DOCUMENT SEGMENT:
Molecular parameters ^

LOC reads directly files in the format of the Lamda database .

Output files ^

Spectrum files ^

The spectra are saved to binary files. Currently the file names are similar to prefix.molecule.01-00.bin, where prefix is given in the ini-file, molecule is replaced by the actual name of the molecule (species), and the number give the transition (based on the 0-offset numbering of energy levels). The file contains:

  • three 4-byte integers that give the number of pixels along the two map pixels (NX, NY), and the number of velocity channels (NCHN)
  • two 4-byte floating point numbers giving the velocity of the first channel and the channel width (km/s)
  • a cube with dimensions (NX, NY, NCHN+2), consisting of 4-byte floating point numbers. Each vector of NCHN+2 elements starts with the x- and y-offsets, followed by the channel values

Excitation temperature ^

Excitation temperatures are saved to binary files, named combining the prefix (as given in the ini-file), the name of the molecule and the transition, and with an ending of tex. The file

  • starts with four 4-byte integers, the dimensions of the model cloud (NX, NY, NZ), and the number of excitation levels included in the calculation (LEVELS)
  • ends with a (NX, NY, NZ) cube of excitation temperature values for the chosen transition, saved as 4-byte floating point numbers

Cooling rates ^

The cooling rates are saved to a plain binary file that consists of one 4-byte value per cell. The values are the cooling rates in cgs units.

Examples of run times for a 3D model ^

Below are some example of the run times on different computer systems. The model has a 121³ 3d cartesian grid. One is calculating CO spectra, taking into account the ten first energy levels and running the simulations with 128 velocity channels. The OpenCL platforms include Intel, NVidia, and AMD GPUs as well as CPUs that are used either with the open-source POCL or the Intel’s own OpenCL implementations. The run times are given in seconds, for a complete run that includes five iterations and the final writing of the spectrum files. Therefore, the serial Python host code and the IO stand for several seconds of the total run time.

SUPPLIED DATA:
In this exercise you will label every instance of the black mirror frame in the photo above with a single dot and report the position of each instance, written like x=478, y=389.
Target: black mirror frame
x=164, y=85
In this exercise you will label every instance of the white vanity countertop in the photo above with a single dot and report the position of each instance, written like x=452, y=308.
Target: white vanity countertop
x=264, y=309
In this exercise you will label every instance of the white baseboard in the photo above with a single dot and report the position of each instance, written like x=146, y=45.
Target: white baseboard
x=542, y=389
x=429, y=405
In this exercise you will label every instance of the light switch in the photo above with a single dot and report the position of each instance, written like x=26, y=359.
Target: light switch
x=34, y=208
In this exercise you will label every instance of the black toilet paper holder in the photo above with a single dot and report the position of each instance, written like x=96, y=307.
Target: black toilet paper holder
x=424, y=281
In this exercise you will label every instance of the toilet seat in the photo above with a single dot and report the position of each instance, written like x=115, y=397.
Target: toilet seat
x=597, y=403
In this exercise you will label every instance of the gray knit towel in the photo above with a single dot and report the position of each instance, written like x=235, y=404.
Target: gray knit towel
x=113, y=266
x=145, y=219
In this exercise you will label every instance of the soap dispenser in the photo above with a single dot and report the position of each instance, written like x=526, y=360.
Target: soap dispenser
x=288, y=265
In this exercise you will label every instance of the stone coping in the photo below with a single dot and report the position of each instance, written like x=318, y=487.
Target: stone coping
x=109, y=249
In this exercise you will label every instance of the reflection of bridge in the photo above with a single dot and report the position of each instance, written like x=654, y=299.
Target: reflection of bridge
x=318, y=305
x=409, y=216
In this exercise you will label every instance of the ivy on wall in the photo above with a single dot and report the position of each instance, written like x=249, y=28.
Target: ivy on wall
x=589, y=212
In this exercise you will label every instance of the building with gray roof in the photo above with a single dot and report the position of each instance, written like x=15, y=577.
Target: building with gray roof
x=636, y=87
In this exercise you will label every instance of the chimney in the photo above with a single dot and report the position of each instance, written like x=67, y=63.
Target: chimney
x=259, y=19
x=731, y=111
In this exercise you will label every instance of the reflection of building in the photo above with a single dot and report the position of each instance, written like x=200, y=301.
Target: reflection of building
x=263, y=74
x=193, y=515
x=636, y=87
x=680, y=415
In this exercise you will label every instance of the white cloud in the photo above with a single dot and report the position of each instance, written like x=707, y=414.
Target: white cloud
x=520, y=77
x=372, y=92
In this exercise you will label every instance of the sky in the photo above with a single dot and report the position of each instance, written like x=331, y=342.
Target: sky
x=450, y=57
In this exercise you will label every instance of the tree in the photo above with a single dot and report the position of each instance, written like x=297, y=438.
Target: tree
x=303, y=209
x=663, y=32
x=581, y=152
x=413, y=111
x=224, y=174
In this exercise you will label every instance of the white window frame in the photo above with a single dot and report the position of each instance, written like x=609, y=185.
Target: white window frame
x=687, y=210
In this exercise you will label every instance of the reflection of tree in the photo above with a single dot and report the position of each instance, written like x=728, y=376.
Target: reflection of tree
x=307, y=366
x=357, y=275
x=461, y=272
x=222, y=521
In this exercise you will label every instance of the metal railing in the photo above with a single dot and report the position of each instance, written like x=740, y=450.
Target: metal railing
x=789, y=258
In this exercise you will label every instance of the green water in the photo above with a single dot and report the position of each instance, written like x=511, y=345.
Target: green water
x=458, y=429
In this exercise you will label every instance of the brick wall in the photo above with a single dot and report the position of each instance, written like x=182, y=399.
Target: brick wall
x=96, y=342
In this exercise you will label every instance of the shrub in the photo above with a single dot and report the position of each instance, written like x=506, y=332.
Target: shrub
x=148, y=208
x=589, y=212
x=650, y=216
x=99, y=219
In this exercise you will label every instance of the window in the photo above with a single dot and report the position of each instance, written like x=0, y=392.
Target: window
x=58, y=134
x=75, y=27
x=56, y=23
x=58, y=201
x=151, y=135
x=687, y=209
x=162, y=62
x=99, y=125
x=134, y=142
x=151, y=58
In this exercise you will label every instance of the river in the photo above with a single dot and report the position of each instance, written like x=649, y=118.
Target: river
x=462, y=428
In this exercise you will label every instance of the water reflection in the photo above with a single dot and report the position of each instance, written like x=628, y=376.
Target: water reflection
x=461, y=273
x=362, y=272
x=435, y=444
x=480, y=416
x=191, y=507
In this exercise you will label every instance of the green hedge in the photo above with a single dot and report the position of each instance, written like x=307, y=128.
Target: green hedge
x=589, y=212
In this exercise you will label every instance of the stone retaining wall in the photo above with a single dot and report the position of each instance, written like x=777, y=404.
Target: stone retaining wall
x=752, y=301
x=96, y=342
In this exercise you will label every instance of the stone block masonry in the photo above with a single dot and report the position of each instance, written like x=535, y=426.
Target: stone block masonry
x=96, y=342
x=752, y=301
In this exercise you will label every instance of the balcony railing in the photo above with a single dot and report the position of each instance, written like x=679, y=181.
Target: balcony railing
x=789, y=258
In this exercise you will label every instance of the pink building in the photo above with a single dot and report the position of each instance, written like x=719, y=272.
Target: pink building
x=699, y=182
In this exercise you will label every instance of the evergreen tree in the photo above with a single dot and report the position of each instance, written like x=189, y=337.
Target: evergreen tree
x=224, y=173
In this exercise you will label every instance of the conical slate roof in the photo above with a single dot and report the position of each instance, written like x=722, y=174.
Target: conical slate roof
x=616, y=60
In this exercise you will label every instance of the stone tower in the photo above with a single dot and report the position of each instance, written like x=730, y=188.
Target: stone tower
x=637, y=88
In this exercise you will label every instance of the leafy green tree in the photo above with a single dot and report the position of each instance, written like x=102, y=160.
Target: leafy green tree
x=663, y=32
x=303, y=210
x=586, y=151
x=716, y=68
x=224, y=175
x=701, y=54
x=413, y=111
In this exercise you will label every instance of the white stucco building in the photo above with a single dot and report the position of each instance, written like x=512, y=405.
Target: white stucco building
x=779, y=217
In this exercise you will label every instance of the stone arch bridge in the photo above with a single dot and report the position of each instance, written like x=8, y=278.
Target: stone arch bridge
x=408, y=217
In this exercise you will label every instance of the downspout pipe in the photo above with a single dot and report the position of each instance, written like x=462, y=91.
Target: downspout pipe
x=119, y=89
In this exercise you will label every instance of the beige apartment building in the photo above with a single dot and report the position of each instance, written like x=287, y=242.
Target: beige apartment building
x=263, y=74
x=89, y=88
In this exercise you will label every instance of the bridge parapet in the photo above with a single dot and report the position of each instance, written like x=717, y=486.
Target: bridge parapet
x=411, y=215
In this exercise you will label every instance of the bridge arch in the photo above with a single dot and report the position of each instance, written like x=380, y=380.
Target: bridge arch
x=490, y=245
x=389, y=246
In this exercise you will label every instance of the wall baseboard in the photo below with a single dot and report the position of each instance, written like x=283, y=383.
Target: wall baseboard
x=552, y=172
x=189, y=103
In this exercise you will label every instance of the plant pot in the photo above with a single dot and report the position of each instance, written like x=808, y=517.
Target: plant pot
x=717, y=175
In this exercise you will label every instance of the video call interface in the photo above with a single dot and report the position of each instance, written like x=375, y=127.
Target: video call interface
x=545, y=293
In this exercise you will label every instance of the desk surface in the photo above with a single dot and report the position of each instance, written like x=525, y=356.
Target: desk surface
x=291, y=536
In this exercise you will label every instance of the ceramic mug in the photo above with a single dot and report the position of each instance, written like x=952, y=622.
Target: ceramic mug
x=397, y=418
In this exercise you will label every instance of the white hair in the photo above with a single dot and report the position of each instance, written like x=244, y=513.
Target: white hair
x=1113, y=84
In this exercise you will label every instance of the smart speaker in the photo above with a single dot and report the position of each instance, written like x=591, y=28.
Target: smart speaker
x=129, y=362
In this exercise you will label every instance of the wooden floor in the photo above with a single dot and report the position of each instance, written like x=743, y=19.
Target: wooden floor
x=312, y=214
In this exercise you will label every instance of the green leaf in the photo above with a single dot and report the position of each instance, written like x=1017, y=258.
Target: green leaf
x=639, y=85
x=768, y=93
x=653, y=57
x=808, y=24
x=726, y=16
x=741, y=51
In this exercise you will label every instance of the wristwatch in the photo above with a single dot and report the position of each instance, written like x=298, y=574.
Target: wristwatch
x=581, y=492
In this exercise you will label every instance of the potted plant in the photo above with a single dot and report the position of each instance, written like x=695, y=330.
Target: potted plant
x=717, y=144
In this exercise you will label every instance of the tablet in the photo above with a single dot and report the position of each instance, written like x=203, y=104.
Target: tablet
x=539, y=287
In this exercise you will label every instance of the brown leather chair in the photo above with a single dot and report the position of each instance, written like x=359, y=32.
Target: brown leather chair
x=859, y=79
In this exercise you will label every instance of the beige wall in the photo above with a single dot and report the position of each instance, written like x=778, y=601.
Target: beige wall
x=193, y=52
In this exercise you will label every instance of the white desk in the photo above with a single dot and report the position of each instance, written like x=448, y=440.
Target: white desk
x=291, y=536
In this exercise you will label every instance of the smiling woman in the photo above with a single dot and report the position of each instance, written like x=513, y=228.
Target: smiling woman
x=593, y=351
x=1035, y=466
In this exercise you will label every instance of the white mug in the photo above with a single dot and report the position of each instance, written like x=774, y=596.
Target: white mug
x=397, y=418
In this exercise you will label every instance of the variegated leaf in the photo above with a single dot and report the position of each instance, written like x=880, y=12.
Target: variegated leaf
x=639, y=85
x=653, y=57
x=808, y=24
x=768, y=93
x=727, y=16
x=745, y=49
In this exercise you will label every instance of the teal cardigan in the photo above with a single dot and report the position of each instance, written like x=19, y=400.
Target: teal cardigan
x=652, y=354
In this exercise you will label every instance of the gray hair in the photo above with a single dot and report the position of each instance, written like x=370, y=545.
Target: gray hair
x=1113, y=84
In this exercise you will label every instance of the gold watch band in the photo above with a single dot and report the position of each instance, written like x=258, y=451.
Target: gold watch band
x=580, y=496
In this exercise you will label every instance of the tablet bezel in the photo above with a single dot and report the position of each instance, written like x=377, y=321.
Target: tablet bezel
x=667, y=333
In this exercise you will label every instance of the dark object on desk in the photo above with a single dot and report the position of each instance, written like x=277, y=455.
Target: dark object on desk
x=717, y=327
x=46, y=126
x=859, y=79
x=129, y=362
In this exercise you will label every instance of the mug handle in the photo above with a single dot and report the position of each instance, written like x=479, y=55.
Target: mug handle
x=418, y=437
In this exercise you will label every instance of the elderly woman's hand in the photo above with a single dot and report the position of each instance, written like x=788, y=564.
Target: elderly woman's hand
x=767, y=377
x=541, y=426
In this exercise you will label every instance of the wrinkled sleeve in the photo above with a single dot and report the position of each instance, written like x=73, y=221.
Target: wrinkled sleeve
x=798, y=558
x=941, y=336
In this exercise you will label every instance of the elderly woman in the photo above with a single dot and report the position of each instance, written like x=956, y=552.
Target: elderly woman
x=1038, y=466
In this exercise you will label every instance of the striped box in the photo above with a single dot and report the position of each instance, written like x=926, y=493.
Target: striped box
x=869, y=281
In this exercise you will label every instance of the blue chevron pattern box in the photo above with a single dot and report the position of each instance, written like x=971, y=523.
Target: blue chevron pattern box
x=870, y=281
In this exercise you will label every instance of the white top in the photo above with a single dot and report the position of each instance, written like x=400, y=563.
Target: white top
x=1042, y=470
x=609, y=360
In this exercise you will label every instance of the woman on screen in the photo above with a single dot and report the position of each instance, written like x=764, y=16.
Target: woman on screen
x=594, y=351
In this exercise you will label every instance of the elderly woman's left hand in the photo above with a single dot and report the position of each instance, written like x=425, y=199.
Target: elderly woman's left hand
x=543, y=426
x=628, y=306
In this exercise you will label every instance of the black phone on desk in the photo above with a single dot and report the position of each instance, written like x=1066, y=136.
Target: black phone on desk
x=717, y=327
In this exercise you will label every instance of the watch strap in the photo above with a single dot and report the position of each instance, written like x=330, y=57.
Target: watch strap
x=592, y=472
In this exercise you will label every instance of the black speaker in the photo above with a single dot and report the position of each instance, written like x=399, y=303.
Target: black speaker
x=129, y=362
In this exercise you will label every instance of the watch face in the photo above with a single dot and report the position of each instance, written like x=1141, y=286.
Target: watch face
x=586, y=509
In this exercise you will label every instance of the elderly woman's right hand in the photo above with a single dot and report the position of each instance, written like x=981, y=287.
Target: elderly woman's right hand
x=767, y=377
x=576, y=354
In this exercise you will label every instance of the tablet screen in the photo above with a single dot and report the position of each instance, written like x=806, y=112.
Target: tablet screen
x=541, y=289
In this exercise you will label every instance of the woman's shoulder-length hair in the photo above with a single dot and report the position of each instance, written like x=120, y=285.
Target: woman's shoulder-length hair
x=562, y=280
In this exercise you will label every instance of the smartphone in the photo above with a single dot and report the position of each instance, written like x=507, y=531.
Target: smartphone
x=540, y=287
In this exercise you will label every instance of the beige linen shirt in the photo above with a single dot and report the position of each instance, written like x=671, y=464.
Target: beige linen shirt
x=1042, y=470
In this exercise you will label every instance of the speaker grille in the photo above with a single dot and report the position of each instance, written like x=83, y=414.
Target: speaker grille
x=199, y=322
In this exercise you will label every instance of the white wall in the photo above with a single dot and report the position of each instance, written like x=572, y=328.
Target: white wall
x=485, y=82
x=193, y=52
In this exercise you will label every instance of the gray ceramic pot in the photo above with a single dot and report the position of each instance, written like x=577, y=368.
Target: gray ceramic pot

PROBLEMS TO WORK ON:
1. Answer these questions about the LOC documentation excerpt.
(a) How many 4-byte integers open a spectrum file, and what do they give?
(b) What ending do the names of the excitation temperature files have?
(c) How many iterations does a complete run in the run-time measurements include?
2. In the LOC documentation excerpt, rename "4-byte" to "32-bit" in everything from "Excitation temperatures are" down to "in cgs units.", and give that passage with the change.
3. Write what follows the LOC documentation excerpt, starting after its last sentence.

ANSWERS TO THE EXERCISE:
1.
(a) Three: the number of pixels along the two map axes (NX, NY) and the number of velocity channels (NCHN).
(b) tex.
(c) Five.

2.
Excitation temperatures are saved to binary files, named combining the prefix (as given in the ini-file), the name of the molecule and the transition, and with an ending of tex. The file

  • starts with four 32-bit integers, the dimensions of the model cloud (NX, NY, NZ), and the number of excitation levels included in the calculation (LEVELS)
  • ends with a (NX, NY, NZ) cube of excitation temperature values for the chosen transition, saved as 32-bit floating point numbers

Cooling rates ^

The cooling rates are saved to a plain binary file that consists of one 32-bit value per cell. The values are the cooling rates in cgs units.

3.
  Run time    Device
  (seconds)
  =====================
  
  Dell XPS laptop
  ------------------------------
  853.87    CPU: Intel i7-8550U 1.80GHz, 4 cores, POCL implementation
  855.89    CPU: Intel i7-8550U 1.80GHz, 4 coresm Intel driver
  279.62    GPU: Intel UHD Graphics 620, Intel driver
  249.54    GPU: Intel UHD Graphics 620, Intel NEO driver
  46.39     GPU: AMD Radeon VII (external GPU enclosure)
        
  Laptop 2 (Tuxedo)
  ------------------------------
  351.70    CPU: Intel i7-8700K CPU @ 3.70GHz, 6 cores, POCL
  31.24     GPU: NVidia GeForce GTX 1080

  Desktop computer
  ------------------------------
  64.68     CPU: AMD Ryzen Threadripper 3960x, 24 cores, POCL
  30.19     GPU: NVidia GeForce GTX 1080 Ti
  14.89     GPU: NVidia GeForce RTX 3090

GPUs are generally more efficient that CPUs but also show a factor of ten differences between the cards. A modern multi-core CPU system does get close. However, the comparison does not include the latest GPU cards, which can be expected to be again a few times faster than the fastest GPUs in the above list.

Full example of a LOC run ^

In the following example we create a 3D model for a cloud, model the CO emission with LOC, and plot some spectra and a cross section of the excitation temperature cube. We use Python to make the model and to plot the results. The scripts can be found in the file LOC_Cartesian_test.zip in the LOC directory of our GitHub page .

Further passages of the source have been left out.